PROBLEM STATEMENT :: Set down every record below exactly as written.

MATERIAL SUPPLIED ::
***
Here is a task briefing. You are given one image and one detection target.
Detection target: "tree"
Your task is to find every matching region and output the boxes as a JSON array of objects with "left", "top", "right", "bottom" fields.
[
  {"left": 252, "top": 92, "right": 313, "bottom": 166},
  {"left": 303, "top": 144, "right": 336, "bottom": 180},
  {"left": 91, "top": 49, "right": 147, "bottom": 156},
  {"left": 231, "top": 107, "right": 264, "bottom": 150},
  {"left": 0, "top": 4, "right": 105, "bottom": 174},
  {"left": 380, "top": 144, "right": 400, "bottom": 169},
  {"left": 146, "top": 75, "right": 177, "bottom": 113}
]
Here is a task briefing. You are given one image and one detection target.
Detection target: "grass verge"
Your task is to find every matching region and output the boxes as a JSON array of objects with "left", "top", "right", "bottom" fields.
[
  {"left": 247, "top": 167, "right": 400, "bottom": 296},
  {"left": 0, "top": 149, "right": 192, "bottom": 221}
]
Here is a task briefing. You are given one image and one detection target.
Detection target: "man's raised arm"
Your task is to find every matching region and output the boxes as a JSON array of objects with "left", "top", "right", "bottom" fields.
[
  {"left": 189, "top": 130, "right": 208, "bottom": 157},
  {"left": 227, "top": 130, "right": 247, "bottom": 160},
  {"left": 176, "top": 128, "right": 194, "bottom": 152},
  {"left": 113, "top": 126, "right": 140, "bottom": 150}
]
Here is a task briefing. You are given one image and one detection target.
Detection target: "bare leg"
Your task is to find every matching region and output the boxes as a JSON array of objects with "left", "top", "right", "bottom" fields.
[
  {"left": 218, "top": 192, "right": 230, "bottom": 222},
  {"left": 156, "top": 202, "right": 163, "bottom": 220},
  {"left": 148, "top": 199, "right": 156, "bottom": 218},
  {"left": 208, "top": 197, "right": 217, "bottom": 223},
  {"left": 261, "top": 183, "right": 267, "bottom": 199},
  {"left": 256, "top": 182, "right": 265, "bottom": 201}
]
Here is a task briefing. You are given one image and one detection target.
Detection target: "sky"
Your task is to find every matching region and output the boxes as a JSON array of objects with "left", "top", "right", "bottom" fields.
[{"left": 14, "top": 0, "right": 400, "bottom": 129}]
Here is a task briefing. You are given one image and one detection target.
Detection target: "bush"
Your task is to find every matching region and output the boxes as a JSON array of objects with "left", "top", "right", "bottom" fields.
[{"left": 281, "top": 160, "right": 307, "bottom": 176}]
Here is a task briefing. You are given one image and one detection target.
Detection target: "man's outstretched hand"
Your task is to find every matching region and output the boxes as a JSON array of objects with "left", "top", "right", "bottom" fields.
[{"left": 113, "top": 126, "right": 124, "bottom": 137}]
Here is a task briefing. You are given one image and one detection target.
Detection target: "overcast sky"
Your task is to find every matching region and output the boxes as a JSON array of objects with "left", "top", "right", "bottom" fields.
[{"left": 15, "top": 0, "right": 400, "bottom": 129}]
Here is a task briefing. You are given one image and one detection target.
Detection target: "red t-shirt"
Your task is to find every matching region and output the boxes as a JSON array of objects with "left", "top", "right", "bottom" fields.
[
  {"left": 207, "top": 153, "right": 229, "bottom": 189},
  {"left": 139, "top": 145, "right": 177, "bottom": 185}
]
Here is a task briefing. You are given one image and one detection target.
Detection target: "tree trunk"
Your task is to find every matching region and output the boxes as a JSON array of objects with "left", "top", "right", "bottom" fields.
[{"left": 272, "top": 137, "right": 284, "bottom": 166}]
***
RESPONSE TO THIS EXERCISE ::
Here is a task briefing. You are given one image and one detection target.
Detection target: "tree"
Your task is to find every matching region and output the boxes as a JSON array of objects with "left", "top", "right", "bottom" fields.
[
  {"left": 252, "top": 92, "right": 313, "bottom": 166},
  {"left": 303, "top": 144, "right": 336, "bottom": 180},
  {"left": 91, "top": 49, "right": 147, "bottom": 156},
  {"left": 231, "top": 107, "right": 264, "bottom": 150},
  {"left": 0, "top": 4, "right": 105, "bottom": 174},
  {"left": 380, "top": 144, "right": 400, "bottom": 169},
  {"left": 146, "top": 75, "right": 177, "bottom": 113}
]
Here is a task briefing. You are given one image and one detection target.
Detection target: "grass verge"
Your task is to find every matching region and output the boxes as a JSON array of objects with "left", "top", "right", "bottom" fields.
[
  {"left": 247, "top": 167, "right": 400, "bottom": 296},
  {"left": 0, "top": 149, "right": 192, "bottom": 221}
]
Here is a task briefing. You are given one image and one detection target.
Detection target: "man's raised arm"
Your task is to find every matching region and output the boxes as a JSON array of objects with "left", "top", "right", "bottom" fields.
[
  {"left": 189, "top": 130, "right": 208, "bottom": 157},
  {"left": 227, "top": 130, "right": 247, "bottom": 160},
  {"left": 176, "top": 128, "right": 194, "bottom": 152},
  {"left": 113, "top": 126, "right": 140, "bottom": 150}
]
Here is a task briefing. You are given one image and one detection target.
Detection target: "bare leg"
Your task is to find every matching region and output the boxes as a JSON array of objects with "left", "top", "right", "bottom" fields.
[
  {"left": 218, "top": 192, "right": 230, "bottom": 222},
  {"left": 156, "top": 202, "right": 163, "bottom": 220},
  {"left": 148, "top": 199, "right": 156, "bottom": 218},
  {"left": 208, "top": 197, "right": 217, "bottom": 223},
  {"left": 261, "top": 183, "right": 267, "bottom": 199},
  {"left": 256, "top": 182, "right": 265, "bottom": 201}
]
Here is a task briefing. You are given one image and one detection target.
Detection target: "sky"
Your task is to find every matching region and output the boxes as a JSON array of objects with "left", "top", "right", "bottom" fields.
[{"left": 14, "top": 0, "right": 400, "bottom": 129}]
Here is a task briefing. You are given one image and one detection target.
Detection target: "bush"
Your task is to find every matching region and output the boxes as a JSON array of objects with "left", "top", "right", "bottom" fields.
[{"left": 281, "top": 160, "right": 307, "bottom": 176}]
Here is a task briefing. You are given one image and one detection target.
Detection target: "man's outstretched hand"
Your task is to find every matching region and output the boxes as a JSON array of objects with "left", "top", "right", "bottom" fields.
[{"left": 113, "top": 126, "right": 124, "bottom": 137}]
Here is a task briefing. You are given one image and one detection target.
Detection target: "overcast sky"
Your task is to find every matching region and output the boxes as a JSON array of objects with "left", "top", "right", "bottom" fields.
[{"left": 15, "top": 0, "right": 400, "bottom": 129}]
Here is a task briefing. You are given one image and one detection target.
Detection target: "red t-shirt"
Your task is to find every matching region and output the boxes as a JSON array of objects with "left", "top", "right", "bottom" fields.
[
  {"left": 207, "top": 153, "right": 229, "bottom": 189},
  {"left": 139, "top": 145, "right": 177, "bottom": 185}
]
Here is a task briefing. You are given one image and one detection target.
Detection target: "tree trunk"
Your task is to find every matching region and output the boxes as a JSON array of objects with "left", "top", "right", "bottom" fields.
[{"left": 272, "top": 137, "right": 284, "bottom": 166}]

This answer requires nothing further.